• _Dataset records_:
>> Begin

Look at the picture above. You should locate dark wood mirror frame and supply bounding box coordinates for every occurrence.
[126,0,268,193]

>> End
>> Begin

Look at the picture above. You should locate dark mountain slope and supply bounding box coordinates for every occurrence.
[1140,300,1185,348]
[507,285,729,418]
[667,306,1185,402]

>> End
>> Begin

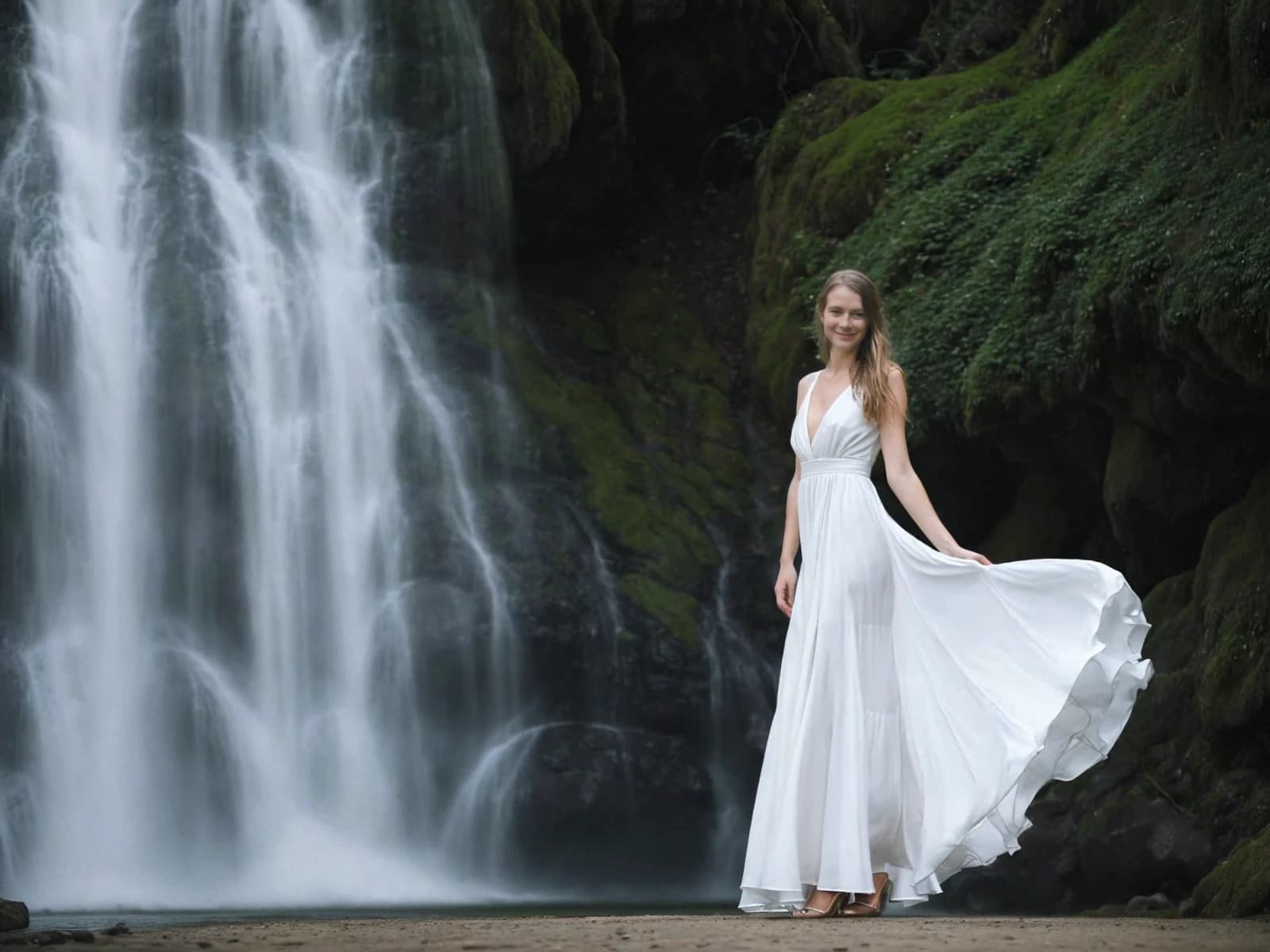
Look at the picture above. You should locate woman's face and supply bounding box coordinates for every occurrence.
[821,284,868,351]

>> End

• _Task details_:
Reproduce verbatim the lines between the line containing "Look at the picture above. You should locate dark mountain" and the line containing "[667,306,1185,402]", both included.

• _Task output_:
Look at the picture above. You should locate dark mountain slope and supply bounding box coordinates for every occurrence.
[1140,300,1185,348]
[507,285,729,418]
[667,306,1185,402]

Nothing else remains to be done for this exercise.